─── Source records

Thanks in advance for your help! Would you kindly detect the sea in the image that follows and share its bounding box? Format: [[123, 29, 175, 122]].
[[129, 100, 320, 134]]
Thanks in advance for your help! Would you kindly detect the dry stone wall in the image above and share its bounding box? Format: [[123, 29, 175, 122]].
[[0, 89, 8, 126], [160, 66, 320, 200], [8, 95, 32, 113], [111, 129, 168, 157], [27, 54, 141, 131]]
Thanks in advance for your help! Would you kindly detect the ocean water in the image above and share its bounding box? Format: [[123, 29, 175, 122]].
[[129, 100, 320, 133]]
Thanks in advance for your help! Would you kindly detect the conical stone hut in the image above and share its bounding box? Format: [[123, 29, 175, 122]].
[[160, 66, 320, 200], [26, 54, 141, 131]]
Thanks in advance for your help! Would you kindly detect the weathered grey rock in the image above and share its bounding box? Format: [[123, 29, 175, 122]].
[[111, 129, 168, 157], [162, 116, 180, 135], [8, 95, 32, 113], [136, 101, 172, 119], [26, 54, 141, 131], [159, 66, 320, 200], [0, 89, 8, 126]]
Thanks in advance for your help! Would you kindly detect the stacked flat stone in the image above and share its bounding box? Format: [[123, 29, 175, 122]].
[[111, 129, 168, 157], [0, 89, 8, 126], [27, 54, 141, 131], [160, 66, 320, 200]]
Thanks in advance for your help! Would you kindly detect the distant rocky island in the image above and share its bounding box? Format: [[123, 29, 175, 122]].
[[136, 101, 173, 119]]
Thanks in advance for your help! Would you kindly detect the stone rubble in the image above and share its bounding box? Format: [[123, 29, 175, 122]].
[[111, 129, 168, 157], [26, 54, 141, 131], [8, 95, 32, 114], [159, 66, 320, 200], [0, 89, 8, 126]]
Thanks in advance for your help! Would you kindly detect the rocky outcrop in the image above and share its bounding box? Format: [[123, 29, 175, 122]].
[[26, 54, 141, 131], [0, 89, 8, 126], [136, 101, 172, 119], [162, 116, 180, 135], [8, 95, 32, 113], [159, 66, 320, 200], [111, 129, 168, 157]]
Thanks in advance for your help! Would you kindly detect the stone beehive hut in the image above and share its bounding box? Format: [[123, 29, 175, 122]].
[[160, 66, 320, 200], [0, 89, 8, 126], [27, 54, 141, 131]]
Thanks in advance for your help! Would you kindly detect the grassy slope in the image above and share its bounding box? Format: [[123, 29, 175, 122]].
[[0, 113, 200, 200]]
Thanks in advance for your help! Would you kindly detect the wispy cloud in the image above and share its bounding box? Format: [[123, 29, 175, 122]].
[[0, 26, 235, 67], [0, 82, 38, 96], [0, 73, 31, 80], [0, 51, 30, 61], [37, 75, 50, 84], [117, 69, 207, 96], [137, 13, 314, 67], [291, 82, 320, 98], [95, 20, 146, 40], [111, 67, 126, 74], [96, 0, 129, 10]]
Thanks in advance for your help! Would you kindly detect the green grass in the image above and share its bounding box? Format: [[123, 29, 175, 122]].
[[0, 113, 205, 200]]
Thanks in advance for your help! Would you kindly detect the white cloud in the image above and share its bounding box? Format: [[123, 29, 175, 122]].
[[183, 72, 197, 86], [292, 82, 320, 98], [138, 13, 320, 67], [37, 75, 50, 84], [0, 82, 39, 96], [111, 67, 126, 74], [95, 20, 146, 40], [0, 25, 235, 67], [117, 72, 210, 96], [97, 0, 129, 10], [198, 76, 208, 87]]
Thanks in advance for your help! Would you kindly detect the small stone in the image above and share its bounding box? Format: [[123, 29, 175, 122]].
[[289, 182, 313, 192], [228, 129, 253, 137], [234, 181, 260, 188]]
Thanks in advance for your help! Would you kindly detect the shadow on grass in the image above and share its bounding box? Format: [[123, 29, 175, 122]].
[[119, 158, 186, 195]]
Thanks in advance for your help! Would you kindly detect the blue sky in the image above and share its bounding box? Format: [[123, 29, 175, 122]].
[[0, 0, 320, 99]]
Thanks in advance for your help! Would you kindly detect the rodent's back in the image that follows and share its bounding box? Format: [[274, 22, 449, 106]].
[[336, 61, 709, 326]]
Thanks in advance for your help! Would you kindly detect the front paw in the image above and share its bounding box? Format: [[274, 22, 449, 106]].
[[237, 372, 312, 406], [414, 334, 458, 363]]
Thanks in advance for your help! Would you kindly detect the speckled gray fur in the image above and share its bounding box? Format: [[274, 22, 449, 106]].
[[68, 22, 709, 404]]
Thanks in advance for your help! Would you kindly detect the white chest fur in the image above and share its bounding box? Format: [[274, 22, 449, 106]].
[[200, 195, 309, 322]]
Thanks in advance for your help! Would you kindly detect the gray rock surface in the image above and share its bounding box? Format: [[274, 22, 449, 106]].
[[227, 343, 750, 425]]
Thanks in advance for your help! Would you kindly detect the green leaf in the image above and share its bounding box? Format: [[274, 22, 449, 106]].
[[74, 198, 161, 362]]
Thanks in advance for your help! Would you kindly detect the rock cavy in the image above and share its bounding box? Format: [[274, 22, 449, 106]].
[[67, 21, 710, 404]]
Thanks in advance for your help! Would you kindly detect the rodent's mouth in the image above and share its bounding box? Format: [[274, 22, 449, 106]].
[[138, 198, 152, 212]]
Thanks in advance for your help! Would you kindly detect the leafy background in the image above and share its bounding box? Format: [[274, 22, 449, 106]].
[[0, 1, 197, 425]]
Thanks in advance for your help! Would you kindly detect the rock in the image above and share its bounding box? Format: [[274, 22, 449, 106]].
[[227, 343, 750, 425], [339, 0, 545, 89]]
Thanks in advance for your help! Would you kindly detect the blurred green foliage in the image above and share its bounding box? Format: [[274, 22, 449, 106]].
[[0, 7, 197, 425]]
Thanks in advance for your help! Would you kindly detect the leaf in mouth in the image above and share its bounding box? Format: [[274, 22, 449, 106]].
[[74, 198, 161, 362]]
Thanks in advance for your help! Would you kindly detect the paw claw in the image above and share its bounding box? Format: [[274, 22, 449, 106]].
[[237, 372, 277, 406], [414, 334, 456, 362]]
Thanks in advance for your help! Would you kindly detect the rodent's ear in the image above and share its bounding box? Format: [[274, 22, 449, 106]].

──────

→ Exercise prompt: Please pull every line of the data above out verbatim, keeping them in their original order.

→ Task answer:
Thanks in advance for your help! Would you kindly detect the sea in the image that follows and share its bounding box? Format: [[123, 29, 175, 122]].
[[129, 100, 320, 134]]
Thanks in advance for your help! Would you kindly detect the dry stone wall in the image above and share its bounding box? Format: [[123, 29, 175, 122]].
[[0, 89, 8, 126], [160, 66, 320, 200], [8, 95, 32, 113], [111, 129, 168, 157], [27, 54, 141, 131]]
Thanks in advance for your help! Would you kindly detect the ocean water in the image above and share its bounding box? Format: [[123, 29, 175, 122]].
[[129, 100, 320, 133]]
Thanks in advance for your help! Would you kindly detect the conical stone hut in the image above and share its bounding box? Format: [[123, 29, 175, 122]].
[[160, 66, 320, 200], [26, 54, 141, 131]]
Thanks in advance for your help! Would you kindly detect the weathered grey rock in the image above and share its bounding box? Format: [[123, 29, 175, 122]].
[[111, 129, 168, 157], [162, 116, 180, 135], [8, 95, 32, 113], [136, 101, 172, 119], [26, 54, 141, 131], [159, 66, 320, 200], [0, 89, 8, 126]]
Thanks in advance for your help! Would you kindly detect the stacked flat stone in the image above and share its bounding box? Format: [[123, 29, 175, 122]].
[[111, 129, 168, 157], [0, 89, 8, 126], [27, 54, 141, 131], [160, 66, 320, 200]]
Thanks in advance for your help! Would you kindly detect the distant rocky island in the image above and share its bounding box? Format: [[123, 29, 175, 122]].
[[136, 101, 173, 119]]
Thanks in advance for your help! Would you kindly detect the stone rubble in the image above and share its bounding box? Format: [[123, 29, 175, 122]].
[[111, 129, 168, 157], [26, 54, 141, 131], [8, 95, 32, 114], [159, 66, 320, 200], [0, 89, 8, 126]]
Thanks in advance for your help! Would you kindly detect the rocky outcrop in the image above and share its bounding box? Format: [[123, 29, 175, 122]].
[[26, 54, 141, 131], [0, 89, 8, 126], [136, 101, 172, 119], [162, 116, 180, 135], [8, 95, 32, 113], [159, 66, 320, 200], [111, 129, 168, 157]]
Thanks in advance for your help! Would you kindly detect the stone beehive hut in the image above and share its bounding box? Format: [[123, 29, 175, 122]].
[[160, 66, 320, 200], [0, 89, 8, 126], [27, 54, 141, 131]]
Thanks in advance for your help! Would you kindly detect the grassy slope in the image above and share its bounding box? Format: [[123, 29, 175, 122]].
[[0, 113, 200, 200]]
Thanks in advance for your help! Would you kindly detect the wispy cloud in the image above and share its bounding box? Format: [[123, 29, 175, 122]].
[[0, 26, 235, 67], [0, 82, 38, 96], [0, 73, 31, 80], [0, 51, 30, 61], [37, 75, 50, 84], [117, 69, 207, 96], [137, 13, 314, 67], [291, 82, 320, 98], [95, 20, 146, 40], [111, 67, 126, 74], [96, 0, 129, 10]]
Thanks in advance for your help! Would you kindly detect the green grass in the image above and share its bounding box? Format: [[123, 29, 175, 122]].
[[0, 113, 205, 200]]
Thanks in advance for your help! Would you kindly detect the white cloud in the image above and share its bounding box? Format: [[123, 29, 175, 122]].
[[183, 72, 197, 86], [292, 82, 320, 98], [138, 13, 320, 67], [37, 75, 50, 84], [0, 82, 39, 96], [111, 67, 126, 74], [95, 20, 146, 40], [0, 25, 235, 67], [117, 72, 210, 96], [97, 0, 129, 10], [198, 76, 208, 87]]
Thanks in advance for your help! Would you kindly detect the small stone in the image above and share its bounding box? Format: [[123, 29, 175, 122]].
[[289, 182, 313, 192], [228, 129, 253, 137], [234, 181, 260, 188]]
Thanks in advance for your help! Would you kindly detect the shadow on grass in the image above and share its bounding box? Format: [[123, 29, 175, 122]].
[[119, 158, 186, 195]]
Thanks in advance for your help! Would you kindly detect the blue sky in the image above and share its bounding box? Format: [[123, 29, 175, 122]].
[[0, 0, 320, 99]]
Thanks in advance for your help! Would you kindly detect the rodent's back in the image that follows and share its bounding box? Format: [[274, 22, 449, 106]].
[[336, 61, 709, 326]]
Thanks in advance for your help! Would you kindly detect the front paw in the image above and share its bounding box? Format: [[274, 22, 449, 106]].
[[237, 372, 312, 406], [414, 334, 458, 363]]
Thanks in advance for your help! Would you kindly detect the speckled gray fur in the image above and share its bounding box? Format: [[274, 22, 449, 106]].
[[68, 22, 709, 404]]
Thanks in advance for your help! Would you kindly detect the white chest fur in the image above and share its bounding box? Format: [[274, 22, 449, 106]].
[[200, 195, 309, 322]]
Thanks in advance for your help! Would you kindly detect the gray rock surface in the image above and share its bounding box? Format: [[274, 22, 449, 106]].
[[227, 343, 750, 425]]
Thanks in advance for your help! Would you kindly detect the green leaf in the image above and share its bounding box? Format: [[274, 22, 449, 106]].
[[74, 198, 161, 362]]
Thanks in advance for your help! Would you kindly detect the rock cavy in the image above and share its bounding box? Format: [[274, 22, 449, 106]].
[[67, 21, 710, 404]]
Thanks in advance for your help! Would you kindly detect the rodent's mouth in the image above and share its bounding box? Format: [[274, 22, 449, 106]].
[[138, 198, 152, 212]]
Thanks in advance for your help! Would you kindly detect the leafy background in the image above and share its bounding box? Format: [[274, 22, 449, 106]].
[[0, 1, 197, 425]]
Thanks in advance for your help! Would you kindly detect the rock in the image above and share its bounding box? Format: [[274, 22, 449, 106]].
[[227, 343, 750, 425], [339, 0, 545, 89]]
Thanks in advance for your help! Would you kindly detect the blurred green foliage in the image above and share its bounding box? Format: [[274, 22, 449, 106]].
[[0, 7, 197, 425]]
Thanks in advance for your help! Would you kindly detect the leaf in mouth in the image above and share its bounding box? Format: [[274, 22, 449, 106]].
[[74, 198, 161, 362]]
Thanks in advance for your help! Would you kindly detect the paw claw in the image above and share its bounding box? Format: [[274, 22, 449, 106]].
[[237, 372, 277, 406], [414, 334, 456, 362]]
Thanks in advance for your help! Would you kindly detect the rodent's ear in the image above and share its bounding box? Format: [[274, 22, 449, 106]].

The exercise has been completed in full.